*Text provided*:
□ □ □ □ □

# where to get replacement axle and springs?



## barracuda7199 (May 6, 2012)

i have a gator trailer under my alumacraft that needs new springs and axle. where is the best place to get them? i would like to keep my hubs since they have new bearings and tires. although i guess as long as my bearing buddies fit and the hubs are 4 lug new ones would be fine? salt water wasn't kind to the axle and springs.... previous owner must have skipped washing that part of the rig.


----------



## S&amp;MFISH (May 6, 2012)

I would go directly to the trailer manufacturer to find out who's axles and springs they use. Axles and springs aren't usually made inhouse. They are sourced out. Then you can go directly to the manufacturer for a lower price,cutting out the middleman. That's the route I would take.


----------



## lckstckn2smknbrls (May 7, 2012)

Tractor supply, Farm n fleet and there are lots of trailer part supplies online.


----------



## JamesM56alum (May 7, 2012)

Look for a local scrap yard, you would extremely suprised at the stuff you will find there for dirt cheap, buddy of mine bought a 300lb solid 1/2 steel plow for his bobcat for 30 bucks case, there is no mark up on steel you only pay it's value in weight.


----------



## gouran01 (May 8, 2012)

x2 , I got my complete axle set up at TSC, it's been holdin up good for 3+ years now, now that ya mention it, I should pack the bearings n get the buddies in there!


----------



## DaveInGA (May 9, 2012)

You've got some good suggestions here, but I'll add one more. I was checking out all the above mentioned places and finding good prices when I ran into something I couldn't find an answer for online. I was able to figure out who made the hubs and axle for my trailer, so I called them. They answered my questions, but their prices were full retail and the lady on the phone knew it and advised me of such. What she did though was refer me to a local trailer repair/rebuild center near where I live called Airport Trailer (Gainesville, GA).

□ □ □ □ □

*Extracted material*:
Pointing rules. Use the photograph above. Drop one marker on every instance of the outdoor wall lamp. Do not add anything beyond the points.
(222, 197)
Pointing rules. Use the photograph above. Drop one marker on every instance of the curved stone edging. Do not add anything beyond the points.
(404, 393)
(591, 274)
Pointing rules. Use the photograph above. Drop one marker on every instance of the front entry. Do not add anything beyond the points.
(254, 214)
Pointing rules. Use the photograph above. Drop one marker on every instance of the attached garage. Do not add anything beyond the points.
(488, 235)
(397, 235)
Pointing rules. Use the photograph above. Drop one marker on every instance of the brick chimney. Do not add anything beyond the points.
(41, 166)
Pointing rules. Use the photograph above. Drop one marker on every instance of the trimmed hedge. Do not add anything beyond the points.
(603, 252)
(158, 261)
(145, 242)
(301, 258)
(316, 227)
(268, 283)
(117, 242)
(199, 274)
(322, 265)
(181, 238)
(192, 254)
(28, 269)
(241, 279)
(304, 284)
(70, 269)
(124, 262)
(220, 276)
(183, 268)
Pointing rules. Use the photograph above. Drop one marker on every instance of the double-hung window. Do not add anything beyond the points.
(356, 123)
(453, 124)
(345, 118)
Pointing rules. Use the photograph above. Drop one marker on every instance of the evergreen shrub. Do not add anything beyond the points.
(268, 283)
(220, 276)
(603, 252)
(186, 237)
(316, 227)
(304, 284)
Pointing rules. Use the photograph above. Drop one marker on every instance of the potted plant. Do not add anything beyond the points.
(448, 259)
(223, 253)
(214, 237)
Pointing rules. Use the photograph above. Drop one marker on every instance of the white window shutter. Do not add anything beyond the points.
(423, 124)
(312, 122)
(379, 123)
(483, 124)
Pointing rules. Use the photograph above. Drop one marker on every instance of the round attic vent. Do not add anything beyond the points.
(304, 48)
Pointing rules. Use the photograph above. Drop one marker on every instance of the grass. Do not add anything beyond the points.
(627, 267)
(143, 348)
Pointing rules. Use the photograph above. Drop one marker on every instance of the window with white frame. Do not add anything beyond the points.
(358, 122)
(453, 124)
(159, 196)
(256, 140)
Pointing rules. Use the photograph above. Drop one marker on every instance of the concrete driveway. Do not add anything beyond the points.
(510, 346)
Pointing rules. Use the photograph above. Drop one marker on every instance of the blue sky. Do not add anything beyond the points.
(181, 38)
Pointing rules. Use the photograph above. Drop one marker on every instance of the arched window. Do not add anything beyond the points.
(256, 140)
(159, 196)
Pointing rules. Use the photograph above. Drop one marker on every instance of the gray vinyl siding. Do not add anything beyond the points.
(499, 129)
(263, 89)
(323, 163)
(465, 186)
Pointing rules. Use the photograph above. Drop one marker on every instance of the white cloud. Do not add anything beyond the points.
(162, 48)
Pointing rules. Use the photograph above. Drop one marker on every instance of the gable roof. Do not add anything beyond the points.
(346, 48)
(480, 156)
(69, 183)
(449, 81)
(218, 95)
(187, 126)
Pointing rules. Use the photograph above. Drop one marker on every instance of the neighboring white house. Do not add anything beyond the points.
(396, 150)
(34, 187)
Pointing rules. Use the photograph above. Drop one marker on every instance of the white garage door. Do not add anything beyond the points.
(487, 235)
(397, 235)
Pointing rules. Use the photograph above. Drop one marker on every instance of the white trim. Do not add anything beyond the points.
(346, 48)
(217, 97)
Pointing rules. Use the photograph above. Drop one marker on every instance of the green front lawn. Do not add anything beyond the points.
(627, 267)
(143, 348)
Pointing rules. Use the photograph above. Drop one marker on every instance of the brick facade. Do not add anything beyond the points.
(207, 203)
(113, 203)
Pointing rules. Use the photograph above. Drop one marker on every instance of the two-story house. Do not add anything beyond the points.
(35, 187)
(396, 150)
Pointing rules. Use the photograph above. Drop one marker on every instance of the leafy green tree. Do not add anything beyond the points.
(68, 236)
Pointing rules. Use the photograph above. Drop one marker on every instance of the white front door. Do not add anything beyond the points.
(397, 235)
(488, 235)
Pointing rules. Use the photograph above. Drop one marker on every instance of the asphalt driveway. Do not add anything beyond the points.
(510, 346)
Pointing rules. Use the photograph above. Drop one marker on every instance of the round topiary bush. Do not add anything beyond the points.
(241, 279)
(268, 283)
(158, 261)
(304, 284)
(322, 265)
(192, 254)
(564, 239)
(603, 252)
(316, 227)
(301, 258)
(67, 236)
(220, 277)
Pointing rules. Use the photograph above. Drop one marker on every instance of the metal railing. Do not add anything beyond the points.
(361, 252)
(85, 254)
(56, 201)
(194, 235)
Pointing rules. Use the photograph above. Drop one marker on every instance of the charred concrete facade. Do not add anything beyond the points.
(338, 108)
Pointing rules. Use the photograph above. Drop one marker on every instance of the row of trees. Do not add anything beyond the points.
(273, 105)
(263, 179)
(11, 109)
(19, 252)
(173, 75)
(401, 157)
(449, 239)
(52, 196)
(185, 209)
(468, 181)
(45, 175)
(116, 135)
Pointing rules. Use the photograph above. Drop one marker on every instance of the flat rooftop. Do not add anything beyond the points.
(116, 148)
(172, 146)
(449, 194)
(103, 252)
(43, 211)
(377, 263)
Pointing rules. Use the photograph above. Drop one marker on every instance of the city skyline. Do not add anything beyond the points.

□ □ □ □ □

*Challenge 1*: Copy from the forum thread on replacement trailer axles and springs the passage starting at "## S&amp;MFISH (May" and ending at "lckstckn2smknbrls (May 7, 2012)", keeping every word as it appears.
*Challenge 2*: Continue the forum thread about replacement trailer axles and springs from its last sentence.

*Exercise answer 1*:
## S&amp;MFISH (May 6, 2012)

I would go directly to the trailer manufacturer to find out who's axles and springs they use. Axles and springs aren't usually made inhouse. They are sourced out. Then you can go directly to the manufacturer for a lower price,cutting out the middleman. That's the route I would take.


----------



## lckstckn2smknbrls (May 7, 2012)

*Exercise answer 2*:
I drove over to Airport Trailer and took my hubs with me. The guy at the counter not only recognized the hubs, knew the trailer axle they came off of, but also had complete replacement hubs with bearings and seals included in the price. Hubs were pre-greased, but the grease was not marine grease and he advised me of such. He made several suggestions on how to clean the axle, the bearings and keep myself clean during replacement, which you can see in the pics in my sig link where I am rebuilding my boat and trailer. 

Costs/prices? Ironically, his prices beat the prices of anybody else I'd priced. Not by a lot, but by a couple dollars of the lowest outfit. Service and knowledge? Far superior to anyone else I talked to, including the local boat sales outfit.

My suggestion with all the information is to look up and make some calls to a local trailer rebuild place in your area. One that's big enough to refurbish Mack truck trailers down to the small ones. They'll likely have what you need very affordably and their knowledge will greatly help you solve all your problems.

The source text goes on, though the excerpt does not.